Assigned task:
Print word for word the first line of the records below and every following line through the one containing "Target: thick rope"; print nothing else.

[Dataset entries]
'''

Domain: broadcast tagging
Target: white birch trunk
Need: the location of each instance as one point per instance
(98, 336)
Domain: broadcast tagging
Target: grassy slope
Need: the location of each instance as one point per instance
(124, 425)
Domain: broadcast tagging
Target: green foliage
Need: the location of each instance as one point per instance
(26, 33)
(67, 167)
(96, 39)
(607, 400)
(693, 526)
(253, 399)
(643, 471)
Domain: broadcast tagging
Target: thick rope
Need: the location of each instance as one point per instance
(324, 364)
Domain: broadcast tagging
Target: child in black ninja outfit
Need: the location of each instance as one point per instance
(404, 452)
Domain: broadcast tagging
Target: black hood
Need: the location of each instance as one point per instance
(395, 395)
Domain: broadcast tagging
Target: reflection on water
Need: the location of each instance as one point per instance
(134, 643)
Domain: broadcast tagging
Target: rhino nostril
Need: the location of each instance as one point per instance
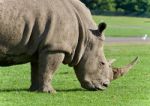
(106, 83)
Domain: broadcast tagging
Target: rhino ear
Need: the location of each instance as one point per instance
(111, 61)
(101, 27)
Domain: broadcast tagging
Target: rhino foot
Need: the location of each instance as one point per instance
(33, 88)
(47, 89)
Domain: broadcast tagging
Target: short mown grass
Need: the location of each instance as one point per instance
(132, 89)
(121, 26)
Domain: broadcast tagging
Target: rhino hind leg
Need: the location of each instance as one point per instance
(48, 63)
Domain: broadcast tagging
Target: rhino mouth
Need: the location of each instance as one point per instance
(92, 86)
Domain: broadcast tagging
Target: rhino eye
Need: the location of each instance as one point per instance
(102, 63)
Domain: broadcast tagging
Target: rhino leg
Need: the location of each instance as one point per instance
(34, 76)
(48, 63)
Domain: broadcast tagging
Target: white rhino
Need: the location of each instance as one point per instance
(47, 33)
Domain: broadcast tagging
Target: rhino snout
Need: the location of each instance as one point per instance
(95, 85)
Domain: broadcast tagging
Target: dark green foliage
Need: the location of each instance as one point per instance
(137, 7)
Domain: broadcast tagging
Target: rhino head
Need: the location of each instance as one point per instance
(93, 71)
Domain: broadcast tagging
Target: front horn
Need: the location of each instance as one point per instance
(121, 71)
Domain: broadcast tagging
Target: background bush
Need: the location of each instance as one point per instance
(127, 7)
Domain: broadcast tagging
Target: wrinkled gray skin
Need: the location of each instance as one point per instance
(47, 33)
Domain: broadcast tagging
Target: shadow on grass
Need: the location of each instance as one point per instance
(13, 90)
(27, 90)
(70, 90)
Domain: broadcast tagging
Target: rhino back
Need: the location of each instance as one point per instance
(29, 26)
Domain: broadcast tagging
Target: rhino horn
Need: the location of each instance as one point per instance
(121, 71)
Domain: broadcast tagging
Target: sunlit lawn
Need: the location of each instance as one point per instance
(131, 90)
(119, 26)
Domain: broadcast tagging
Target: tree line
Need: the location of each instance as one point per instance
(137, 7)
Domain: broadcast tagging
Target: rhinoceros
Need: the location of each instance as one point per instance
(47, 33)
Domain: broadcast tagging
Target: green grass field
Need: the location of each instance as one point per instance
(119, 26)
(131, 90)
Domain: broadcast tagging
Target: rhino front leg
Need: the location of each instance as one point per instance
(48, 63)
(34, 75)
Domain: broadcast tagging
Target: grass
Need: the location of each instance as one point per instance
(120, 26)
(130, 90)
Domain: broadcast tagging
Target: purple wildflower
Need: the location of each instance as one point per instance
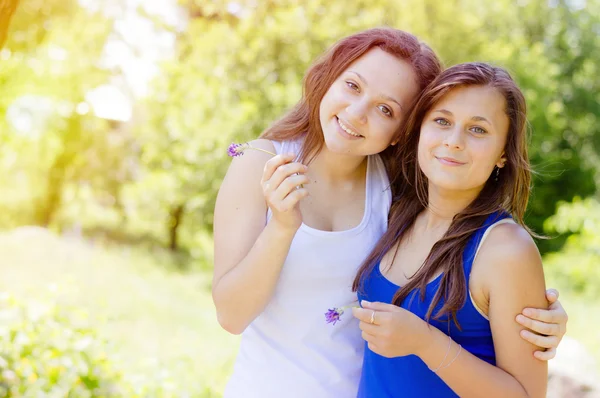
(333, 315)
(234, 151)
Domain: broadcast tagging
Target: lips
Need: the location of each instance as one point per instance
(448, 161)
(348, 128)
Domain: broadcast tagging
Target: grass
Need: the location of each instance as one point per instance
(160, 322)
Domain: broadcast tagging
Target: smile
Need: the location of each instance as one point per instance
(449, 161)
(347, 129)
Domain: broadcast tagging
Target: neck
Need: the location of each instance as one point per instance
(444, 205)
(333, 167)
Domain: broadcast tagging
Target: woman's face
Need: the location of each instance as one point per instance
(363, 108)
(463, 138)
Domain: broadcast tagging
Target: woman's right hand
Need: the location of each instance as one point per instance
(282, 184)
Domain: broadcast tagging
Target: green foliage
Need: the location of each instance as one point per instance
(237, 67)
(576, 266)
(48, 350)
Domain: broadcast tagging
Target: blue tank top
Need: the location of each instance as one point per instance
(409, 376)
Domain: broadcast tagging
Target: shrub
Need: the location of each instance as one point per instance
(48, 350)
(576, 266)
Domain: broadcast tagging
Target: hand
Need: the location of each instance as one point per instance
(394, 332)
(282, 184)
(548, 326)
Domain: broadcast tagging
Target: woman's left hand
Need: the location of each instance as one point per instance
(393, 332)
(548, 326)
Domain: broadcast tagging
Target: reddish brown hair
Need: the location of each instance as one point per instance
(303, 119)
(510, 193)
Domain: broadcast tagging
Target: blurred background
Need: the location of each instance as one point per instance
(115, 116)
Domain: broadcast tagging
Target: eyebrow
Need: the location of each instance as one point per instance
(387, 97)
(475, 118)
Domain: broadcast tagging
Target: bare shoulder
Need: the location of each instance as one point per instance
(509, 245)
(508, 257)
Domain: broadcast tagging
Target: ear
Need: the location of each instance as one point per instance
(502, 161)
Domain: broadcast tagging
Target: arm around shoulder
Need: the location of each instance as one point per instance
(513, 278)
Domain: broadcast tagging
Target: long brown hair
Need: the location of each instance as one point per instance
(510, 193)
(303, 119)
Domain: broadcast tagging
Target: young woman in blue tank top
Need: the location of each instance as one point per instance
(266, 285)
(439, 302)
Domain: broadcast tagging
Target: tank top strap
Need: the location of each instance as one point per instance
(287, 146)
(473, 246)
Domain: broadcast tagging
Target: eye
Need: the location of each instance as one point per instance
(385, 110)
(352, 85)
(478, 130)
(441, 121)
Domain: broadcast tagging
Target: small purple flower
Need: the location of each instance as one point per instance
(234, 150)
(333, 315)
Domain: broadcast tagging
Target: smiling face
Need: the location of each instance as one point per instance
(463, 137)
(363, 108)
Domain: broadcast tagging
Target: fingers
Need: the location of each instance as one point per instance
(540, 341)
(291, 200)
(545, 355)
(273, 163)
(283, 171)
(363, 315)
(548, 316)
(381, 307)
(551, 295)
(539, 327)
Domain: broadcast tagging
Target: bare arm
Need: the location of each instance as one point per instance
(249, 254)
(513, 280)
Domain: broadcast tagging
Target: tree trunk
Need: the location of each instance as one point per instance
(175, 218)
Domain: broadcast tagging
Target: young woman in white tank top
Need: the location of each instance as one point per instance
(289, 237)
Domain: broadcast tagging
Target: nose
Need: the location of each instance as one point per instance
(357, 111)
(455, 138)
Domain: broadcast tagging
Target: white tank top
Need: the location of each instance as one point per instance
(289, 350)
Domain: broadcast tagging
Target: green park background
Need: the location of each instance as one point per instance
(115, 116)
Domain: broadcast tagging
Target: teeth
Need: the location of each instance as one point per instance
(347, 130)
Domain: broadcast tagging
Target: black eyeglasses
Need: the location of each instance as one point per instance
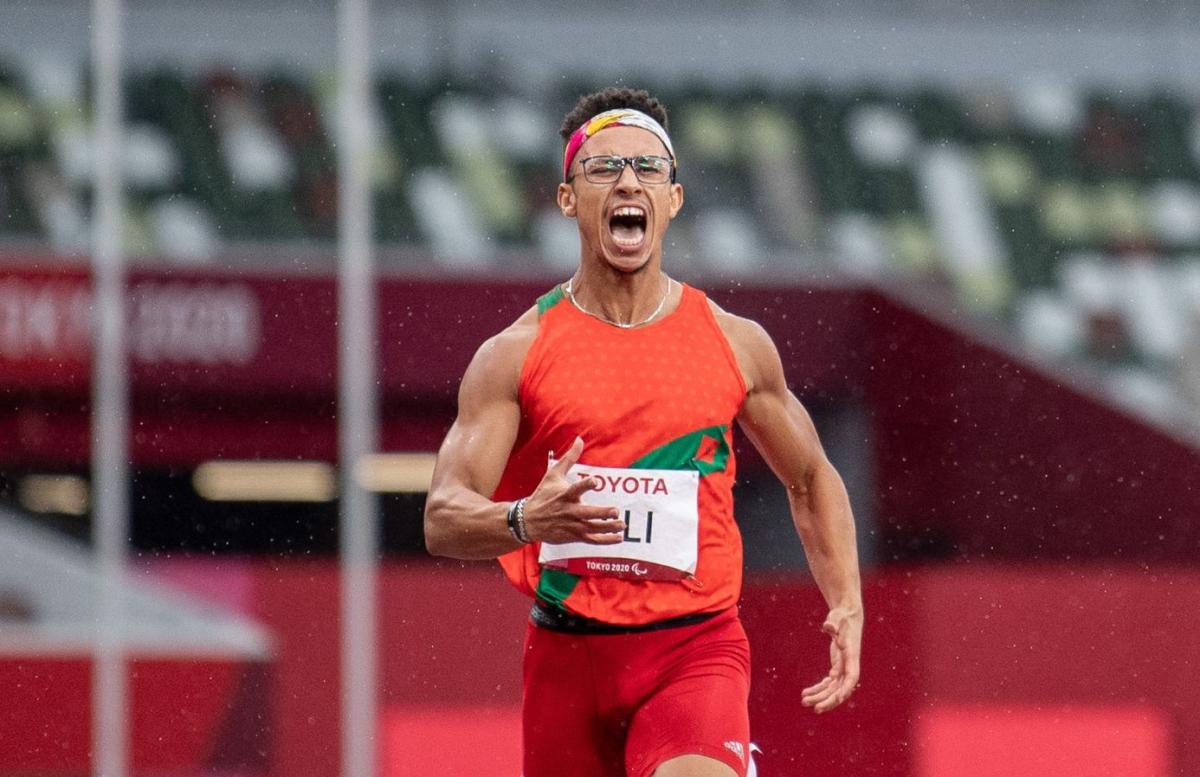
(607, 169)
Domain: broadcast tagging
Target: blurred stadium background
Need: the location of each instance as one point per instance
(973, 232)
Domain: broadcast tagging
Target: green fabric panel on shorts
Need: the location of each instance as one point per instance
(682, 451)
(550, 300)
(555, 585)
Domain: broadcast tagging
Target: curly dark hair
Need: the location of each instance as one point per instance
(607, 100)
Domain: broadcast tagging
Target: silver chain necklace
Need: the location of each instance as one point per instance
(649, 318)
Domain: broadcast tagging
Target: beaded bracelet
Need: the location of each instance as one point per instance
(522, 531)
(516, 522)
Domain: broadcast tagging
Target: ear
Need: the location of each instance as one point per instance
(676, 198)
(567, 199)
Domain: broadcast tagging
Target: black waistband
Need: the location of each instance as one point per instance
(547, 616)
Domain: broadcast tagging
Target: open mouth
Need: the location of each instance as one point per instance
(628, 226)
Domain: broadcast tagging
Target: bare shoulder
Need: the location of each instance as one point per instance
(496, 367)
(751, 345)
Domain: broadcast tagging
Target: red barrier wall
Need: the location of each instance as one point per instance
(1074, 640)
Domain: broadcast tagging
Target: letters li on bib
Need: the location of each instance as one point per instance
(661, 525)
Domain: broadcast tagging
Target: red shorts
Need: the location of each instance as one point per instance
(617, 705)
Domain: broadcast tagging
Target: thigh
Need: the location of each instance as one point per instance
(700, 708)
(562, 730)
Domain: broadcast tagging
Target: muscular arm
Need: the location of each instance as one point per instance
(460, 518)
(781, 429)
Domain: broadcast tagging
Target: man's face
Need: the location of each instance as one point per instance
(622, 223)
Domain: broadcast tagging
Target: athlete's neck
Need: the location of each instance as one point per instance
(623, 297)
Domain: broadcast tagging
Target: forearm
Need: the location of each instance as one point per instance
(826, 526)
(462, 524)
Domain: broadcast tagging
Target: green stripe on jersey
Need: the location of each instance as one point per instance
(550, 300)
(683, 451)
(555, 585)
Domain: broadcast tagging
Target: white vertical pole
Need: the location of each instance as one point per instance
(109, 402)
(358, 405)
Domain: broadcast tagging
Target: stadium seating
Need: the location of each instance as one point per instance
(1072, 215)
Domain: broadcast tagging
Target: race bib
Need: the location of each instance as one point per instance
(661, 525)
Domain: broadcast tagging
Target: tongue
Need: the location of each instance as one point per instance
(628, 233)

'''

Answer to the problem:
Domain: broadcast tagging
Target: white birch trunk
Need: the location of each instance as one point per instance
(98, 336)
Domain: broadcast tagging
Target: grassy slope
Need: the location of each instance as one point per instance
(124, 425)
Domain: broadcast tagging
Target: green foliage
Need: the location of each instance as one point per instance
(26, 33)
(67, 167)
(96, 39)
(607, 400)
(693, 526)
(253, 399)
(643, 471)
Domain: broadcast tagging
Target: thick rope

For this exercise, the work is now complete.